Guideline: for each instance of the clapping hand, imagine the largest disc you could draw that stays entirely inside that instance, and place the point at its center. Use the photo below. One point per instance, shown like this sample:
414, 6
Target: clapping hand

++++++++

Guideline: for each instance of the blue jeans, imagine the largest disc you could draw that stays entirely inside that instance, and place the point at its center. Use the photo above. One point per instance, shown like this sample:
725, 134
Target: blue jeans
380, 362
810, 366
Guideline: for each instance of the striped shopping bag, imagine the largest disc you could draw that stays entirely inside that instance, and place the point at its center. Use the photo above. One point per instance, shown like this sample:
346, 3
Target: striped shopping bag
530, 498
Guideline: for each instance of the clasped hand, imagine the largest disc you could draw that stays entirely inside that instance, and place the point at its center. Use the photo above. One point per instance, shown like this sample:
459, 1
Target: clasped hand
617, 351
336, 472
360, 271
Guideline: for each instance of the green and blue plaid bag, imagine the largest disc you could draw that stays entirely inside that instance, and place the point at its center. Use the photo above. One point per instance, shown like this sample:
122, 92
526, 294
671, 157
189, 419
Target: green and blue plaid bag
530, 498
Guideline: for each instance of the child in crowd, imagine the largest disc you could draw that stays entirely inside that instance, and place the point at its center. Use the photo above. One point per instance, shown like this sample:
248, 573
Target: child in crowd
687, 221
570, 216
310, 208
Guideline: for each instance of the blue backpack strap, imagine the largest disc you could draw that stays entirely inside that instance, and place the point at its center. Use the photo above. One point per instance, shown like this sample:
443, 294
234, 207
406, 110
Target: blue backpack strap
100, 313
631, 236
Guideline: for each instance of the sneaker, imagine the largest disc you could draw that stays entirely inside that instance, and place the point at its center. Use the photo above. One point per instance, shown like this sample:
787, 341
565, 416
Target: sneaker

++++++++

DESCRIPTION OF THE TASK -
Starting at the line that contains "Guideline: for each instance of the blue backpack" and stopping after the line that contains "Target: sneaker", give those lines again with "largest disc" switched to "largest circle" and everything else left unchanged. Return only those lines.

ANSWER TO THE PROBLEM -
Guideline: for each instance of the blue backpack strap, imagine the largest circle you could draw that stays entirely inside that instance, and place the point at its center. Use the photo above. One point per instance, shown like this sample:
443, 294
234, 207
406, 110
Target: blue backpack strap
100, 313
631, 236
Guideline: for each instance of the sneaker, imagine the largest circle you could draw that stays entirely inside that instance, and place the point at its center. Use the photo above. One point per instance, shown like this sample:
787, 341
565, 416
Target: sneaker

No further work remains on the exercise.